= EXERCISE DESCRIPTION =
Count the lines in the records below that contain the word "mountain". Give only the number.

= EXTRACTED ENTRIES =

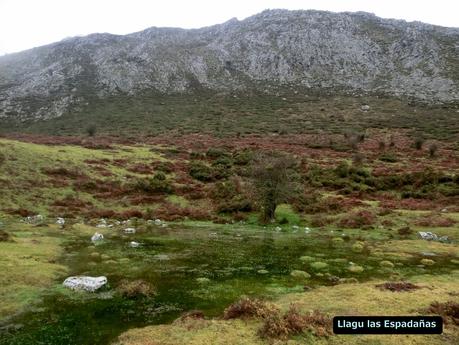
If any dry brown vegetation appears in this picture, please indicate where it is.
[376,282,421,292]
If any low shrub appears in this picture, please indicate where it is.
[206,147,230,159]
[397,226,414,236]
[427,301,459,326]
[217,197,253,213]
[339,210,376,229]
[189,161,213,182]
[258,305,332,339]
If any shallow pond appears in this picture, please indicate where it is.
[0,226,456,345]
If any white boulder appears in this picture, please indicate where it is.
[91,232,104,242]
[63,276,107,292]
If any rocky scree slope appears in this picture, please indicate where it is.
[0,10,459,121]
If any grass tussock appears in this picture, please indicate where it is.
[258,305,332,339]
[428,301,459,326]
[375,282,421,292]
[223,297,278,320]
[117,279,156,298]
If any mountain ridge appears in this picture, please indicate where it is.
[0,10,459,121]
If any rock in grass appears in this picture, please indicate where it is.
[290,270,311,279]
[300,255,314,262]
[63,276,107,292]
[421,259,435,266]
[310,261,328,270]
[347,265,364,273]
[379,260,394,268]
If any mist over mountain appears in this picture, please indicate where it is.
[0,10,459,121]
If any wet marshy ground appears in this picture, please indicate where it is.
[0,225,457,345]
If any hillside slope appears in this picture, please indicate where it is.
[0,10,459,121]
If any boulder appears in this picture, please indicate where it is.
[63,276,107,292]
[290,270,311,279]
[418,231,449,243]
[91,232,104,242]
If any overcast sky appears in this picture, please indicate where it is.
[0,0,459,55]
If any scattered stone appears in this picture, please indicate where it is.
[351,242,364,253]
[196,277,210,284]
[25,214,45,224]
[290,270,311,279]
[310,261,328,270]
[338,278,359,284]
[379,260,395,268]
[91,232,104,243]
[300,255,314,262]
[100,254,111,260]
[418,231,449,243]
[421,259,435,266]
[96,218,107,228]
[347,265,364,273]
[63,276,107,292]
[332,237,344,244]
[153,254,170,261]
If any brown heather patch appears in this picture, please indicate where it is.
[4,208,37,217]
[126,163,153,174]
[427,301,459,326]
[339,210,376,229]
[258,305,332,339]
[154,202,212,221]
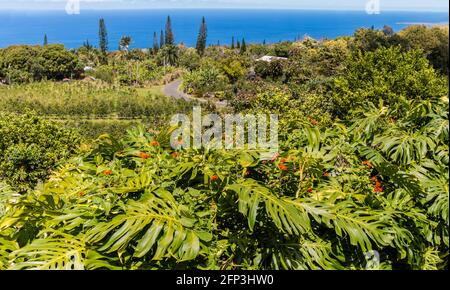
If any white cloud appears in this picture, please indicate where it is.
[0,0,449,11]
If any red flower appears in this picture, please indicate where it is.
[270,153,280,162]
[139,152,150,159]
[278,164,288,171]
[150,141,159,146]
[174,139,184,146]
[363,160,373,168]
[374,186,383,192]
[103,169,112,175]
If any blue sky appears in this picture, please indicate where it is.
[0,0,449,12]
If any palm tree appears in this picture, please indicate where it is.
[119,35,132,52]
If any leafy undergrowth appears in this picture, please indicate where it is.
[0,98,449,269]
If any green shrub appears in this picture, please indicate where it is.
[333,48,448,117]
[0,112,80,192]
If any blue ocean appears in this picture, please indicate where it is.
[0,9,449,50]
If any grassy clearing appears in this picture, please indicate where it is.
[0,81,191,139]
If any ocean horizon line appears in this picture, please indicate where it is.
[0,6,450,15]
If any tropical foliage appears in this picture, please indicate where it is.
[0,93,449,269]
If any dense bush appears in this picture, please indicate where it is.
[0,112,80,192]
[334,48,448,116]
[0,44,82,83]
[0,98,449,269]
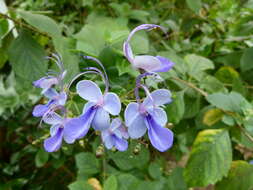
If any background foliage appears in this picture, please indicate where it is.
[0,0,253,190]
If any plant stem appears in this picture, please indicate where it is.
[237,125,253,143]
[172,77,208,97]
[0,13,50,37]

= OUTPUT =
2